[Given request]
Pull out every line in the entries below that contains the word "petal", matching its case.

[Rows from a segmentation dataset]
—————

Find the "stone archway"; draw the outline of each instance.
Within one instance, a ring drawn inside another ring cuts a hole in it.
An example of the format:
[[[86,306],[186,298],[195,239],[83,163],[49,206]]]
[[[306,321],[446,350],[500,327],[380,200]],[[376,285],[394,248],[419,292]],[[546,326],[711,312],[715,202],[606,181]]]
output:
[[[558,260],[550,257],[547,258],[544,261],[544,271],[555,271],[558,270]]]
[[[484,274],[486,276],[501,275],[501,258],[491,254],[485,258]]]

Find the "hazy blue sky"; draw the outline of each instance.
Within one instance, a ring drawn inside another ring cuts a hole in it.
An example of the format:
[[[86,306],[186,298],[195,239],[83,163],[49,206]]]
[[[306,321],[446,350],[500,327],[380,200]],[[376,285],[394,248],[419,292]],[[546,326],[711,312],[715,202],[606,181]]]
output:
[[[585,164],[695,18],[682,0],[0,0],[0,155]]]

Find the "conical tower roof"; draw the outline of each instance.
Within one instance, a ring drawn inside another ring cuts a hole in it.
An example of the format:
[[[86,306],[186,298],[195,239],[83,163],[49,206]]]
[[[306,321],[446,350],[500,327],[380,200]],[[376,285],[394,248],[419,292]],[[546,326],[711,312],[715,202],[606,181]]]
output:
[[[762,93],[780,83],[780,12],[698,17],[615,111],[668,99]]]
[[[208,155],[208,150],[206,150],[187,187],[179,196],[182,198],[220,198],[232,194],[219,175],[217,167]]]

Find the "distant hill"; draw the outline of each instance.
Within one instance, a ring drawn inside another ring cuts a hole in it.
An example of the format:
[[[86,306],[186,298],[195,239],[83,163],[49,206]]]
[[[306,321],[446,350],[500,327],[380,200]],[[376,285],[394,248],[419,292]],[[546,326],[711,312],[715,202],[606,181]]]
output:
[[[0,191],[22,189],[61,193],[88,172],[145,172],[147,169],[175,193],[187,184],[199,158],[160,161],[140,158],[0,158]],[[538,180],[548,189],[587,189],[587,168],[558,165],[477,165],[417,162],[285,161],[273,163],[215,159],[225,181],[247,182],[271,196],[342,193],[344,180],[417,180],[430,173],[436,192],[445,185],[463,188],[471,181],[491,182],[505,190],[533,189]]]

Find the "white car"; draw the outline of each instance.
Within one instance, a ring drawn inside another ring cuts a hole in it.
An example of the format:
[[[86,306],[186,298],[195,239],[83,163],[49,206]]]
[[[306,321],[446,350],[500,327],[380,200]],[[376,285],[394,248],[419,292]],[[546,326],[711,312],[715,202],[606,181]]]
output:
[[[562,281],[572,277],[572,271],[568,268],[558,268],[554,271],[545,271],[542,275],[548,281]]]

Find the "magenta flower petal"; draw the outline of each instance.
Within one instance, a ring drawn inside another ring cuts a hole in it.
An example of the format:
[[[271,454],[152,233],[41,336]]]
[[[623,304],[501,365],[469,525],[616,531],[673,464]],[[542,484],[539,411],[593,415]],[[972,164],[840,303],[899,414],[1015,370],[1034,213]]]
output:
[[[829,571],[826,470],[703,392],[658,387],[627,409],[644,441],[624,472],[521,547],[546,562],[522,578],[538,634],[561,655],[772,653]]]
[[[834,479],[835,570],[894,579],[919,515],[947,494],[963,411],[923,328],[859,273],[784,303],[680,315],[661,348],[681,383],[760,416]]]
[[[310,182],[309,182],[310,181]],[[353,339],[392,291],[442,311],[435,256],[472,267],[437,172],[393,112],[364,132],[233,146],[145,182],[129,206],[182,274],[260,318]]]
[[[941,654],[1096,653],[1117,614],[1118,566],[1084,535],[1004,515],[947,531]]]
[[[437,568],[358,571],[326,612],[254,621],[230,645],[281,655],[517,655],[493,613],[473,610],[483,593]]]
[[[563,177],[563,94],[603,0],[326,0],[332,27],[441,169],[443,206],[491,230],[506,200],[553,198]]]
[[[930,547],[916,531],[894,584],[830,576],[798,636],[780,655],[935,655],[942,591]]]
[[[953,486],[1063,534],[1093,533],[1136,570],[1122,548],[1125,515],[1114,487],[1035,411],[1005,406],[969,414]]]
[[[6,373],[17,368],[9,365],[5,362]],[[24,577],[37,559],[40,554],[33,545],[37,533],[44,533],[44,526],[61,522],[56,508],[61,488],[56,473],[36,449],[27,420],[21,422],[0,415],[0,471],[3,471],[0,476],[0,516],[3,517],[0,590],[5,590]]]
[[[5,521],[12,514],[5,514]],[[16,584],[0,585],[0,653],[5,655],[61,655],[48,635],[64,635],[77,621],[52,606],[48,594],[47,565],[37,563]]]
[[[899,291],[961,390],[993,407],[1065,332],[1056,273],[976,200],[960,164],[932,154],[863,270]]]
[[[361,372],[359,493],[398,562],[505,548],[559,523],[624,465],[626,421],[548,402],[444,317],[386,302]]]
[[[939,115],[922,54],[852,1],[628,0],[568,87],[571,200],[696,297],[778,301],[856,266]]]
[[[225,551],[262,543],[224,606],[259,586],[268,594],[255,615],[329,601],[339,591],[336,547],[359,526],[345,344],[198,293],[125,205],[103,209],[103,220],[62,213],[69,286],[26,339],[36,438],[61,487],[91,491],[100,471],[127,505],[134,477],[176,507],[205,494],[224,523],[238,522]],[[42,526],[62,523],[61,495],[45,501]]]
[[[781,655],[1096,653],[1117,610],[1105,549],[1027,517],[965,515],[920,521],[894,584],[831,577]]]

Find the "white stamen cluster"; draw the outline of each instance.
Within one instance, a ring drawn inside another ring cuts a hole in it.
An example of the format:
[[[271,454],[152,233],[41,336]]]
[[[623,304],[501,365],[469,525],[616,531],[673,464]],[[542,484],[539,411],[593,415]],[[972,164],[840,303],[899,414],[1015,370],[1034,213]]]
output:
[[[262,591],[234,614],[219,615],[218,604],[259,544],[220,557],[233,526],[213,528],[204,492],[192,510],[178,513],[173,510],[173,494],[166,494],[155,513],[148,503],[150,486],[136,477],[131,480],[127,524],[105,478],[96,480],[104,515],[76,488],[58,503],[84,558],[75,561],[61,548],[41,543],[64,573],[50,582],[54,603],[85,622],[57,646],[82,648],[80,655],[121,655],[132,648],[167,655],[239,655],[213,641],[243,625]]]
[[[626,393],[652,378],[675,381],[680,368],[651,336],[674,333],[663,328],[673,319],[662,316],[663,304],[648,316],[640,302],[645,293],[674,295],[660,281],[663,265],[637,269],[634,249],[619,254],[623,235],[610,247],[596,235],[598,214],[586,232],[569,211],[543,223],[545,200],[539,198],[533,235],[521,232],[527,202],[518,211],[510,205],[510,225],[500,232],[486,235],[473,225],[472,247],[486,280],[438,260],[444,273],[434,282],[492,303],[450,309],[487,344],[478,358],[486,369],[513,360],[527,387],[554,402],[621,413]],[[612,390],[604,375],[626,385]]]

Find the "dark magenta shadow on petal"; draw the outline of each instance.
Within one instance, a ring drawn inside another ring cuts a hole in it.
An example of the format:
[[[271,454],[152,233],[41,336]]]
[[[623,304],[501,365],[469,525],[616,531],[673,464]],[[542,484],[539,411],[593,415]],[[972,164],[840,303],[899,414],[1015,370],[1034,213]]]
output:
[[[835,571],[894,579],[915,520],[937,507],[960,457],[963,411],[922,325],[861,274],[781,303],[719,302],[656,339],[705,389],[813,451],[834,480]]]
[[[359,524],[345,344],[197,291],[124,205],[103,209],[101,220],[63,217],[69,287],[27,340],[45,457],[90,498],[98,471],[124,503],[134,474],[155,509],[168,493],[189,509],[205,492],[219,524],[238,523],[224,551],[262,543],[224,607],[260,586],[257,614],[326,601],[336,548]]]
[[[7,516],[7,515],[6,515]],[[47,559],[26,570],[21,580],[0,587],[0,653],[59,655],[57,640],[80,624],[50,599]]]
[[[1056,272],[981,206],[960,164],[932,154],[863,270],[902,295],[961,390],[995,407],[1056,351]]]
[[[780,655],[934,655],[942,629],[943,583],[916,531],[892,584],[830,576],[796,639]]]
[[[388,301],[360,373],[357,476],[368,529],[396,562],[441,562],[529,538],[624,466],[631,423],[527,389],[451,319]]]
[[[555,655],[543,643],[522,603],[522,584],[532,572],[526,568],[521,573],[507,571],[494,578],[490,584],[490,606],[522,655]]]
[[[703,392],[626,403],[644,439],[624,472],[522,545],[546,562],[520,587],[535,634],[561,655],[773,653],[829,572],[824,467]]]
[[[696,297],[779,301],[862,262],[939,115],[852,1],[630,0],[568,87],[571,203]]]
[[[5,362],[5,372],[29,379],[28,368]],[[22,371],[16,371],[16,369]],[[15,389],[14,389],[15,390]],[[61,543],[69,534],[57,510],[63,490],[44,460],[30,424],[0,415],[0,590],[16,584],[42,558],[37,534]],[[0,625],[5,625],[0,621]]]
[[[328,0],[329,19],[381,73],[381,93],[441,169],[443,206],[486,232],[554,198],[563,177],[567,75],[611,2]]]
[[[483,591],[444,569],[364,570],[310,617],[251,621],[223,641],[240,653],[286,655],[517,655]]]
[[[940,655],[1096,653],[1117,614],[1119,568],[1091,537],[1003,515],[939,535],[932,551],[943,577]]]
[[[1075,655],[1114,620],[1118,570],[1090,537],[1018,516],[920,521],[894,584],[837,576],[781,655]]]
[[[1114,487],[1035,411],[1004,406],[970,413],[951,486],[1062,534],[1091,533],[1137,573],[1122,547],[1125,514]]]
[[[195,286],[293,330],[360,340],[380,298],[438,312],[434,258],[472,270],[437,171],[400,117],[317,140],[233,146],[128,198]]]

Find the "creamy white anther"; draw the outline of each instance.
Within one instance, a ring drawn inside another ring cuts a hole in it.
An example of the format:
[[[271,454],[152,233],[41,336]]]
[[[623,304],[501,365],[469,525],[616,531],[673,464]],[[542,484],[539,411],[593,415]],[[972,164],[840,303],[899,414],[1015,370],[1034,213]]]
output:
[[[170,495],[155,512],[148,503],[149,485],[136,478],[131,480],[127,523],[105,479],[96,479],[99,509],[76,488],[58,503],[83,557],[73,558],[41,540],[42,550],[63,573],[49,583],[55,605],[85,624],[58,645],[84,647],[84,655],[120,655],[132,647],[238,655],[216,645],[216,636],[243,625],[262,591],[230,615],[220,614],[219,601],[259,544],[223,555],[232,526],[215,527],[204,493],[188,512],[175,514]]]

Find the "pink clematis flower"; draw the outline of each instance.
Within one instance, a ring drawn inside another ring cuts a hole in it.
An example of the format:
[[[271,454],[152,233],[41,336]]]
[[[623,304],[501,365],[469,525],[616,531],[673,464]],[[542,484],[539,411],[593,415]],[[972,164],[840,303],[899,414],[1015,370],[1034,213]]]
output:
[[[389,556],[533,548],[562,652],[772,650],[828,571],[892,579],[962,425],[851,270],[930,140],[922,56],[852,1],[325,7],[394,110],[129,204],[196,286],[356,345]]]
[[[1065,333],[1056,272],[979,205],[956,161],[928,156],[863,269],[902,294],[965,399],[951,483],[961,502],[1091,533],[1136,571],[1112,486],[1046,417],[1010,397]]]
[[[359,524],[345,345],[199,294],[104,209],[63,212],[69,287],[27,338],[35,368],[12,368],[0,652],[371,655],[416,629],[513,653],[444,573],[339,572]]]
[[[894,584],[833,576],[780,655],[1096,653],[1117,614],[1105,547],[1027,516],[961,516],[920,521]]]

—————

[The reply]
Find the "magenta flower petal"; draw the outline of each instance.
Find the "dark magenta shadow on petal"; draw the outline of each instance.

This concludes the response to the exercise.